DAFTAR TUGAS ::
**1.** Jawab pertanyaan berikut berdasarkan kutipan terpilih.
(a) Padi menduduki urutan ke berapa dalam pemenuhan pangan global?
(b) Di mana dan pada hari apa Prof. Tati ditemui?
(c) Apa judul buku Prof. Tati yang disebut dalam kutipan?
**2.** Sebutkan semua jenis serealia selain padi yang menurut kutipan terpilih sudah lama tumbuh di Indonesia.

KUTIPAN TERPILIH ::
┏━━
[Unpad.ac.id, 03/06/2013] Bagi masyarakat Indonesia, padi atau beras
menjadi bahan pangan pokok utama untuk pemenuhan kandungan karbohidrat.
Padahal, sumber karbohidrat tidak hanya terdapat pada padi sebagai salah
satu tanaman serealia. Bahkan, bila dilihat dari konsumsi pangan dunia,
padi hanya menduduki nomor empat dalam pemenuhan pangan global. Oleh
karena itu perlu adanya pengembangan bahan pangan pokok alternatif lain
selain padi. Salah satu jenisnya yang potensial untuk dikembangkan di
Indonesia adalah hanjeli.
“Kalau kita tetap berpikir pangan pokok itu harus padi, berat beban
untuk padi. Padi ini jadi mempunyai nilai sosial, nilai ekonomi, nilai
politis yang sangat berat. Kalau terjadi sesuatu misalnya bencana alam,
banjir, kekeringan yang menyebabkan gagal panen maupun serangan hama
yang eksplosif, produksi padinya menurun, pangan lain tidak akan bisa
menunjang. Untuk itu kita siapkan atau mengadakan tanaman pokok lain
yang setara dengan padi, yang penting karbohidratnya terpenuhi, ” ungkap
guru besar Program Studi Agroteknologi Fakultas Pertanian Unpad, Prof.
Dr. Hj. Tati Nurmala.
Prof. Tati saat ditemui di Fakultas Pertanian, Jatinangor, Jum’at
(24/05) lalu mengungkapkan, ada jenis serealia lain yang sudah sejak
lama tumbuh di Indonesia seperti sorgum, jewawut, hanjeli yang ternyata
sangat potensial dan tumbuh merata hampir di semua provinsi. Selain
pemeliharaan dan penanamannya lebih mudah, dilihat dari segi kandungan
nutrisinya juga tidak kalah dengan padi.
Sayangnya, lanjut Prof. Tati, bahan pangan lokal ini masih langka,
dan sebagai tanaman sumber karbohidrat selain padi, pamornya masih kalah
dengan terigu. Padahal, untuk bahan pangan alternatif, aneka tanaman
pangan lokal ini memiliki kadar gizi yang tidak kalah serta memiliki
prospek yang baik untuk dikembangkan di Indonesia karena bisa tumbuh di
lahan marjinal dengan iklim kering sekalipun.
Sebagai ahli agronomi tanaman pangan yang fokus di tanaman pangan
alternatif, Prof. Tati bertekad untuk terus memasyarakatkan potensi
tananman lokal sebagai bahan pangan pokok alternatif baik melalui buku
maupun pada seminar-seminar. Salah satu bukunya dengan judul “Serealia –
Sumber Karbohidrat Utama” banyak digunakan sebagai refrensi dalam
membahas tanaman pangan alternatif bagi para akademisi maupun pemerhati
dunia pertanian.
┗━━
DAFTAR BUTIR ::
┏━━
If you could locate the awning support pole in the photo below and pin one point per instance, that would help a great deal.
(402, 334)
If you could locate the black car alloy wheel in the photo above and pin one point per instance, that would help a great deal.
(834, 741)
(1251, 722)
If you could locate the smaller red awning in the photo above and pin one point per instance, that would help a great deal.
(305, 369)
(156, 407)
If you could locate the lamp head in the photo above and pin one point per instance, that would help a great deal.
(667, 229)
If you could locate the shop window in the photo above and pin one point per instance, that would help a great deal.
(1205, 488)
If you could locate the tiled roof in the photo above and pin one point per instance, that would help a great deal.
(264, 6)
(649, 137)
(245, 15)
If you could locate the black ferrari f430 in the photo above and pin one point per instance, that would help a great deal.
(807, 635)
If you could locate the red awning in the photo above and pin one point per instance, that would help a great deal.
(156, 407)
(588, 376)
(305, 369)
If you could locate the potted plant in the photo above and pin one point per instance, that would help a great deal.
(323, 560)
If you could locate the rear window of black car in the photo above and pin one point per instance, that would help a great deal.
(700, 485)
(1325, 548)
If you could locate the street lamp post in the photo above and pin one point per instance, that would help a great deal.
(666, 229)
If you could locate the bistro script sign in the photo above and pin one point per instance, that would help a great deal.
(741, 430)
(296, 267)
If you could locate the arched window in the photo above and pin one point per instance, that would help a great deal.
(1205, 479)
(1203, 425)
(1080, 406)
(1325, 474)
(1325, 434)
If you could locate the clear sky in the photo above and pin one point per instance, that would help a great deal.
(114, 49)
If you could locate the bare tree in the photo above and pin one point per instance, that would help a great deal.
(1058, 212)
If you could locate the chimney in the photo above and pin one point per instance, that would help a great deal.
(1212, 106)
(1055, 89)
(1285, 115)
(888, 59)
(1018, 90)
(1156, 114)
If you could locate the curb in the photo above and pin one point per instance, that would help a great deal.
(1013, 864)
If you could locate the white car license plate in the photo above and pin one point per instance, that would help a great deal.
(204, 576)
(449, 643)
┗━━
JAWABAN LENGKAP ::
**1.**
(a) Nomor empat.
(b) Di Fakultas Pertanian, Jatinangor, pada hari Jum'at (24/05).
(c) "Serealia – Sumber Karbohidrat Utama".

**2.** Sorgum, jewawut, dan hanjeli.